─── The data

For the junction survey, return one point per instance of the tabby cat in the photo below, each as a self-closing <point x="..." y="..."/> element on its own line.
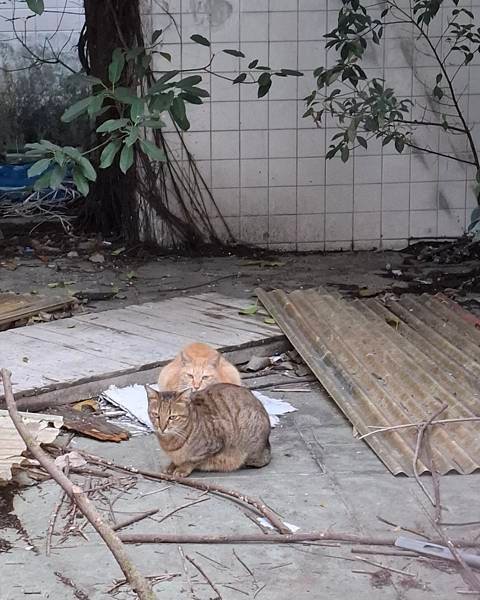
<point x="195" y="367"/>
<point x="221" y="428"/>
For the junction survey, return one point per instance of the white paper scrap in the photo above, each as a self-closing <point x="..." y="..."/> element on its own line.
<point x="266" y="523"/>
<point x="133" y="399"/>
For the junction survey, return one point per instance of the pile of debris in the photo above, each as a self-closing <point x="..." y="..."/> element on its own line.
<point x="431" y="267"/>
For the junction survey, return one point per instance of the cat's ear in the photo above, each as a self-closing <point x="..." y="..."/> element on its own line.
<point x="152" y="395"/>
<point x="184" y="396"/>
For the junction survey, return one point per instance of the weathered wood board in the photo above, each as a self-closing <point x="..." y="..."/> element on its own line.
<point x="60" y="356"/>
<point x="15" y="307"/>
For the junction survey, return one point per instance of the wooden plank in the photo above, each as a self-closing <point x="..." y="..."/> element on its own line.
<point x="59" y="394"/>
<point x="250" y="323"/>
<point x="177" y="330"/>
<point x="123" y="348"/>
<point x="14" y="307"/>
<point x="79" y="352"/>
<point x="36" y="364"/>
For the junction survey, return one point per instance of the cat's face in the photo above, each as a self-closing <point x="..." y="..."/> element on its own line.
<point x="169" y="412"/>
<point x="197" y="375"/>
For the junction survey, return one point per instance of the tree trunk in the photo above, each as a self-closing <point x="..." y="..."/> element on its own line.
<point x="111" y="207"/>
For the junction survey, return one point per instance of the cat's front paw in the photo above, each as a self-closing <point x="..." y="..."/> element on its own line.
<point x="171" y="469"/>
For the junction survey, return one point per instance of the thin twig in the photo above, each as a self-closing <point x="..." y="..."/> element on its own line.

──────
─── The data

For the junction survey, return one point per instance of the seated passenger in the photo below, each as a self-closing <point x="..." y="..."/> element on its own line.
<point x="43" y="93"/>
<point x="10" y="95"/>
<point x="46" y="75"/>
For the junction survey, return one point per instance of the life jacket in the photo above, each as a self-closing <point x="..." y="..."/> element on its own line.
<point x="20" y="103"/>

──────

* Try it: Begin at the line that has "of the weathered" in the entries above; stop after the line that has "of the thin". Transcribe exactly those lines and no others.

* Answer for this exercise:
For the junction survey, return one point per instance of the weathered wood board in the photo above, each as a self-closing <point x="..." y="..."/> element on its own line.
<point x="60" y="356"/>
<point x="15" y="307"/>
For the junction survey, return one point per instance of the wooden plank in the photo above, each as a self-closing <point x="..." y="..."/> element on its own line.
<point x="59" y="394"/>
<point x="250" y="323"/>
<point x="177" y="330"/>
<point x="123" y="348"/>
<point x="14" y="307"/>
<point x="79" y="352"/>
<point x="36" y="364"/>
For the junction survey, return one point per instance of the cat's face in the photo above, each as a self-closing <point x="..." y="..."/> element on its own line.
<point x="169" y="412"/>
<point x="197" y="375"/>
For the junction survey, return one point per instance of the tree trunk in the photo above, each as a self-closing <point x="..." y="..."/> element on its own line.
<point x="111" y="207"/>
For the junction survey, return one point per instance of the cat's front paw in the photo above, each as a self-closing <point x="..." y="..."/> element on its own line.
<point x="171" y="469"/>
For the junction survey, return one point per instance of the thin twig in the photo above, each as a self-closing <point x="..." y="..."/> element on its own line.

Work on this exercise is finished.